### TEXTO FORNECIDO

○ ○ ○

Chega indica Diogo Pacheco de Amorim para vice-presidência da AR

André Ventura afirma que Diogo Pacheco de Amorim tem provas dadas "de presença democrática".

André Ventura divulgou, esta quinta-feira, que Diogo Pacheco de Amorim será o nome indicado pelo Chega para a vice-presidência da Assembleia da República.

"Passados dois anos e meio, os portugueses ditaram que o Chega ultrapassasse nas urnas partidos como o PAN, o BE, PCP e Iniciativa Liberal. Não nos deixaremos ficar e proporemos um nome para a vice-presidência da AR", afirmou.

Diogo Pacheco de Amorim é deputado do Chega eleito pelo círculo do Porto, coordenador da comissão política nacional e membro da direção nacional.

"É licenciado em Filosofia pela Universidade de Coimbra, foi dirigente em vários movimentos e partidos conservadores e liberais na economia. Foi assessor de Diogo Freitas do Amaral, fundador do CDS durante o primeiro Governo da aliança democrática, assessor de Ribeiro e Castro, jornalista e chefe de gabinete do grupo parlamentar do CDS entre 1995 e 1997. Tem provas dadas na vida, no seu percurso profissional e político, de presença democrática, no Portugal democrático e em vários partidos de natureza absolutamente democrática e inquestionável", explicou o líder do Chega.

○ ○ ○

### MATERIAL FORNECIDO
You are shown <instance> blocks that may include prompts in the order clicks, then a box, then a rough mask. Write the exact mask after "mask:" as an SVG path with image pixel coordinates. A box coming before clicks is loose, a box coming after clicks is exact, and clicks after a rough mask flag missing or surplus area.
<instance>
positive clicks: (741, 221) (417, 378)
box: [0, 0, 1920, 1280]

○ ○ ○

### TAREFAS A FAZER
1. Diga, por favor, se cada afirmação abaixo está de acordo com a notícia sobre Diogo Pacheco de Amorim. Responda sim ou não e cite literalmente as palavras da notícia que decidem a resposta.
(a) Diogo Pacheco de Amorim foi eleito deputado pelo círculo de Lisboa.
(b) Diogo Pacheco de Amorim é licenciado em Filosofia pela Universidade de Coimbra.
(c) Diogo Pacheco de Amorim foi chefe de gabinete do grupo parlamentar do CDS entre 1995 e 1997.
2. Continue a notícia sobre Diogo Pacheco de Amorim a partir da última frase apresentada.
Não é preciso consultar o material.

### RESPOSTAS DADAS
1.
(a) Não: "deputado do Chega eleito pelo círculo do Porto".
(b) Sim: "É licenciado em Filosofia pela Universidade de Coimbra".
(c) Sim: "chefe de gabinete do grupo parlamentar do CDS entre 1995 e 1997".

2.
O Chega apresentou-se a estas legislativas com um programa eleitoral que começava com o lema "Por um novo regime democrático: Deus, pátria, família e trabalho", recuperando a trilogia do salazarismo e acrescentando-lhe a palavra "trabalho".

O artigo 23.º do Regimento da Assembleia da República estabelece que "cada um dos quatro maiores grupos parlamentares propõe um vice-presidente e, tendo um décimo ou mais do número de deputados, pelo menos um secretário e um vice-secretário".

Nos termos do mesmo artigo, são "eleitos os candidatos que obtiverem a maioria absoluta dos votos dos deputados em efetividade de funções".

"Se algum dos candidatos não tiver sido eleito, procede-se de imediato, na mesma reunião, a novo sufrágio" para o respetivo lugar, sendo que, estando "eleitos o presidente e metade dos restantes membros da Mesa, considera-se atingido o quórum necessário ao seu funcionamento".

Já houve no passado nomes propostos para membros da Mesa que falharam a eleição, incluindo para o lugar de presidente da Assembleia da República.